TEKS UNTUK DIANALISIS
Membaca karya Antoine D’Agata adalah seperti sebuah
terapi. Saat masuk ke dalam karya Antoine, saya seperti diingatkan akan diri
saya sendiri. Saya ingat tentang kerapuhan, ketakutan, tubuh, dan hal-hal yang
membuat saya muak dengan dunia ideal, moralis, serta dunia yang secara estetis diatur
oleh rezim yang berkuasa.
Ketika membaca karya Antoine saya seperti diajak masuk
untuk kembali menguliti segala kegelisahan saya itu. Salah satu karya Antoine
yang kali ini saya baca adalah Georgian Spring : D’Agata’s Odyssey.[1]
Menjadi 'Tolol'
Sebelum masuk dalam Georgian Spring, perkenankan saya
sedikit membahas fotografer kelahiran Marseilles, Perancis tahun 1961 ini.
Antoine D’Agata meninggalkan
Perancis pada tahun 1983 dan pada tahun 1990 pindah ke New York untuk belajar fotografi
secara serius di International Center of
Photography (ICP). Pada saat itu, Larry Clark dan Nan Goldin adalah salah
satu dari banyak guru, juga kawannya di ICP.
Antoine menerbitkan buku
pertamanya De Mala Muerte dan Mala Noche pada tahun 1998. Kemudian
sesudah itu, Galeri Vu mulai memperkenalkan karya-karyanya pada dunia luar.
Tahun 2001 ia menerbitkan Hometown
dan memenangkan Niépce Prize. Selanjutnya
ia terus mempublikasikan karya-karya secara reguler. Buku selanjutnya adalah Vortex dan Insomnia yang diterbitkan pada tahun 2003. Pada tahun 2004 Antoine
menerbitkan Stigma dan Manifeste pada tahun 2005. Ia kemudian
bergabung dengan Magnum Photos pada
tahun 2004[2].
Antoine memang terkenal dengan
karya-karya yang begitu kontroversial. Ia adalah salah satu fotografer Magnum[3]
yang –buat saya- lebih tepat disebut sebagai seorang seniman atau bahkan
seorang filsuf. Karya-karya Antoine seringkali amat personal, serta seringkali
mengekspos seksualitas, tubuh-tubuh telanjang dan persetubuhan dengan amat
vulgar.
Antoine sempat mengatakan
bahwa ia tidak mempercayai documentary
photography, baginya seorang fotografer harus terlibat langsung dalam dunia
yang sedang ia abadikan.

ENTRI YANG DIBERIKAN
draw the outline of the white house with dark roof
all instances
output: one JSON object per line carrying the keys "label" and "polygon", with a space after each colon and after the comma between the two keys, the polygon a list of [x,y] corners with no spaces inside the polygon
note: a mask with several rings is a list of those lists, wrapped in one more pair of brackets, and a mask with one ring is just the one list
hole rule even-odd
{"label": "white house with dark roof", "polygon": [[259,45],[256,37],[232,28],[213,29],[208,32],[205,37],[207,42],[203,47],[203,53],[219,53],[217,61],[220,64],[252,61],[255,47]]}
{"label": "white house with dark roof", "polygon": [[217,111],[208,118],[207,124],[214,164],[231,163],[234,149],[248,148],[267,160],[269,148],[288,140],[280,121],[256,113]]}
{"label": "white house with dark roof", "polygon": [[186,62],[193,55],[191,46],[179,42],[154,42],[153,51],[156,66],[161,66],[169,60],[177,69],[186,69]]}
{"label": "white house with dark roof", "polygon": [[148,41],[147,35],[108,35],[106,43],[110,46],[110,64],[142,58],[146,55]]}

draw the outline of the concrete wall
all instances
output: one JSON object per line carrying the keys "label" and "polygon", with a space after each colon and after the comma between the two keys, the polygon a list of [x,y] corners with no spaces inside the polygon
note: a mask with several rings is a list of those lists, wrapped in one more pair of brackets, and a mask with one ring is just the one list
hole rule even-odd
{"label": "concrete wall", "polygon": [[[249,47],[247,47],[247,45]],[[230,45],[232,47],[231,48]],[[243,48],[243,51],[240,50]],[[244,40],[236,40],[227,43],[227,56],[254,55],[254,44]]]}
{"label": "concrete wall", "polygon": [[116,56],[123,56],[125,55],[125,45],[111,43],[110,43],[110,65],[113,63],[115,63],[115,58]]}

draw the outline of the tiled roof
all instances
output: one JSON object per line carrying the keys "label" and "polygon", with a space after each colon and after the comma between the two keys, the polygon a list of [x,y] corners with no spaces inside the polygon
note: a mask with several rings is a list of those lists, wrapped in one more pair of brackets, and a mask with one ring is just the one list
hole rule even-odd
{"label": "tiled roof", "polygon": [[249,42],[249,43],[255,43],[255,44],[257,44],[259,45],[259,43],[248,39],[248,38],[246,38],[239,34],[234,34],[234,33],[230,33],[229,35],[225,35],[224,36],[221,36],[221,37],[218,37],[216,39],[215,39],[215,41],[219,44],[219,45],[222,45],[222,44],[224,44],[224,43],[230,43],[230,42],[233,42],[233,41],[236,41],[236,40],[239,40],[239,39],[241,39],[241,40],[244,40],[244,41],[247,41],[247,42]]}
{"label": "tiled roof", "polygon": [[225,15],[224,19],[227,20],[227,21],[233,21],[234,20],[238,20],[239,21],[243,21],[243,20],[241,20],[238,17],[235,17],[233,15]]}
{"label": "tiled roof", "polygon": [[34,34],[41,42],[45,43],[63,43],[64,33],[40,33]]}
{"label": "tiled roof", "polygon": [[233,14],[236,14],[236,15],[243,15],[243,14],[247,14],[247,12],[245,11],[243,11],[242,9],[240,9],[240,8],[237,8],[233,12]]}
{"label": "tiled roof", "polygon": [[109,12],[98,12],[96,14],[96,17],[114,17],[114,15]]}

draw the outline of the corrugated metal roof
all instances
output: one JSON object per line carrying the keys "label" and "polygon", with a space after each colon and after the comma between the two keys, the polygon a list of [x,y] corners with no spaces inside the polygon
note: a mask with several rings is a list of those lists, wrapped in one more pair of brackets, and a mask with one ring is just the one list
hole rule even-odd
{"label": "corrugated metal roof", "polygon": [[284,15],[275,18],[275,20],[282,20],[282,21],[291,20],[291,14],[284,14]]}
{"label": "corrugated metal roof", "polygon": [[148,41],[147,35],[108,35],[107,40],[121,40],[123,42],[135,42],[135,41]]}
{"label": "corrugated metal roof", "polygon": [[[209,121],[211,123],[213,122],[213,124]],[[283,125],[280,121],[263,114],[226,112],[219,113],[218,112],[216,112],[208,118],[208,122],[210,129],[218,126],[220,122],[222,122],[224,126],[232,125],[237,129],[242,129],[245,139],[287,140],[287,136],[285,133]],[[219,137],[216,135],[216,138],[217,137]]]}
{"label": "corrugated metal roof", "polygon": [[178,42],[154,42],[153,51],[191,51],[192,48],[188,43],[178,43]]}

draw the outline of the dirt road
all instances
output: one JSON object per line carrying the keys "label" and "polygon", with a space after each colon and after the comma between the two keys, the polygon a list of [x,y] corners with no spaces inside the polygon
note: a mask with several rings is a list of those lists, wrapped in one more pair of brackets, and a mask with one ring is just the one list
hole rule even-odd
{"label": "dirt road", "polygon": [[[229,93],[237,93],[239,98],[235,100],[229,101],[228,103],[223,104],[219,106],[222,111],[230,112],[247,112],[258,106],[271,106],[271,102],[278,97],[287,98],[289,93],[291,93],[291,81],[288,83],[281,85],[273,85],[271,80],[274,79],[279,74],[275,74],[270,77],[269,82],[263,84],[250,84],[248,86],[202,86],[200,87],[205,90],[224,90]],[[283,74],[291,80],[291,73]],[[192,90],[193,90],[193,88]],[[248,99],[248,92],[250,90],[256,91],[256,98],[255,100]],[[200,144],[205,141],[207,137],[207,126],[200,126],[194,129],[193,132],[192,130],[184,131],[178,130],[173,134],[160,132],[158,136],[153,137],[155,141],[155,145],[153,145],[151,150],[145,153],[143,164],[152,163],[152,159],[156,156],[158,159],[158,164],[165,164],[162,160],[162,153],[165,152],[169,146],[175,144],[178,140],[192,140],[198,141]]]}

YANG HARUS DIKERJAKAN
1) Kutip tanpa perubahan semua isi teks tentang Antoine D'Agata mulai dari "Membaca karya Antoine D’Agata" terus ke bawah sampai "rezim yang berkuasa.".
2) Dalam teks tentang Antoine D'Agata, ke kota mana ia pindah pada tahun 1990, dan di lembaga apa ia belajar fotografi di sana?

JAWABAN TERTULIS
1)
Membaca karya Antoine D’Agata adalah seperti sebuah
terapi. Saat masuk ke dalam karya Antoine, saya seperti diingatkan akan diri
saya sendiri. Saya ingat tentang kerapuhan, ketakutan, tubuh, dan hal-hal yang
membuat saya muak dengan dunia ideal, moralis, serta dunia yang secara estetis diatur
oleh rezim yang berkuasa.

2) Ia pindah ke New York dan belajar fotografi di International Center of Photography (ICP).